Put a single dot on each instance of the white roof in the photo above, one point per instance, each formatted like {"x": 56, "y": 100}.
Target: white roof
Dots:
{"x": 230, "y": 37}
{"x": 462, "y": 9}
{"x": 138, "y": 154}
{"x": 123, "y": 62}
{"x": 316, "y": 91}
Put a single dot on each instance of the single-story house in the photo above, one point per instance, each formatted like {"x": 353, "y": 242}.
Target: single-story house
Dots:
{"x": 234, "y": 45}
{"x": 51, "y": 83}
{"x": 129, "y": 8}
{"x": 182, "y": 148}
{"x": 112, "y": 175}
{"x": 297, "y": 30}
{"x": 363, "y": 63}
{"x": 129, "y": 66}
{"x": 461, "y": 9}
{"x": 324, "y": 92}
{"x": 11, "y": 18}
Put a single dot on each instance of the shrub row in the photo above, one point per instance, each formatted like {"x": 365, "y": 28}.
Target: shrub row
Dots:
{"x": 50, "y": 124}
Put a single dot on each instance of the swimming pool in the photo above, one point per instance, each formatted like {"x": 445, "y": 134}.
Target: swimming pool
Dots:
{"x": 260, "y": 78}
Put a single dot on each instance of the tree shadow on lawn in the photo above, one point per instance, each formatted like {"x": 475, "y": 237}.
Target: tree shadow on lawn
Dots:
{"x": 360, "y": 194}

++++++++++

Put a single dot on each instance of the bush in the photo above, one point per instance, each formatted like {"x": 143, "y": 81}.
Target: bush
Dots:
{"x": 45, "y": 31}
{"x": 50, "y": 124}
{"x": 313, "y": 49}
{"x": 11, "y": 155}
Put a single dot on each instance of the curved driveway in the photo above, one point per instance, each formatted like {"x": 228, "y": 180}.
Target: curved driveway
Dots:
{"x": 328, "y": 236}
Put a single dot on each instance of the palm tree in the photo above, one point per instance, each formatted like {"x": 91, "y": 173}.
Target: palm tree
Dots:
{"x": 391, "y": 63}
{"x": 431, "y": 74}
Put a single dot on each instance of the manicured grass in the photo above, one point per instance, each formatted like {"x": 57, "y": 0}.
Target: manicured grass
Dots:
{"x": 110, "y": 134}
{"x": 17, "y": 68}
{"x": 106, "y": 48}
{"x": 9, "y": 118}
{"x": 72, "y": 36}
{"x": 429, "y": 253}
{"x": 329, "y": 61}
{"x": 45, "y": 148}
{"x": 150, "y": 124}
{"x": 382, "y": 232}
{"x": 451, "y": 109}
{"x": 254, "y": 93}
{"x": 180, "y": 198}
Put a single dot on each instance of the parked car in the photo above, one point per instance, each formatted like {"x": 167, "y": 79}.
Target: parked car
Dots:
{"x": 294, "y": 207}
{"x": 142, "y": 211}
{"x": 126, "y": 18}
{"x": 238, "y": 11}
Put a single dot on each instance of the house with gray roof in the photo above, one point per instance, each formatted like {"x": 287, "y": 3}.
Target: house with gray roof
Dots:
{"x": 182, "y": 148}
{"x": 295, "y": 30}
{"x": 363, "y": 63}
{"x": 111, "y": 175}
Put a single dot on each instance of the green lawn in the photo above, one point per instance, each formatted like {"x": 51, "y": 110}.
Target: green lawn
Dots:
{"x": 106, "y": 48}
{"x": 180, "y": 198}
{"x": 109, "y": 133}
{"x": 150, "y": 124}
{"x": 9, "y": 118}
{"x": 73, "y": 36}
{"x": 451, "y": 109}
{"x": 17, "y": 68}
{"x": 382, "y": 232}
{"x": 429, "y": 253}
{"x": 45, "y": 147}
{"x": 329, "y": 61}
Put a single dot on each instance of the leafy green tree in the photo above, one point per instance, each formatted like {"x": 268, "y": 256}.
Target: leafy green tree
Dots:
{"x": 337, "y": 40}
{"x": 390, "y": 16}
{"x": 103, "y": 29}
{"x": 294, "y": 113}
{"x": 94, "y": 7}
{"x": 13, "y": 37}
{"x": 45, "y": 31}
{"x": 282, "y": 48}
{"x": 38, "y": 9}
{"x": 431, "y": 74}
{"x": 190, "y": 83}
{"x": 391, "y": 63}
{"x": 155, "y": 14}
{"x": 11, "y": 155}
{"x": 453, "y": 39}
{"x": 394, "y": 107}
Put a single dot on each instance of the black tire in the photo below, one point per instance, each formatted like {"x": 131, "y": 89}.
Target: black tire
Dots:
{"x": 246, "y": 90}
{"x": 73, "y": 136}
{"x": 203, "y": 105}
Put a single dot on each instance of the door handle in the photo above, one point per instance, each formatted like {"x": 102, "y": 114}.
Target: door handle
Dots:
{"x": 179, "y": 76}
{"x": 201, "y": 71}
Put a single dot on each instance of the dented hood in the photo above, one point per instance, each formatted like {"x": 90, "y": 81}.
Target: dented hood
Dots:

++++++++++

TASK PROMPT: Within the data above, how many lines include the string "leafy"? Only the number is required.

ANSWER TO THIS PROBLEM: 2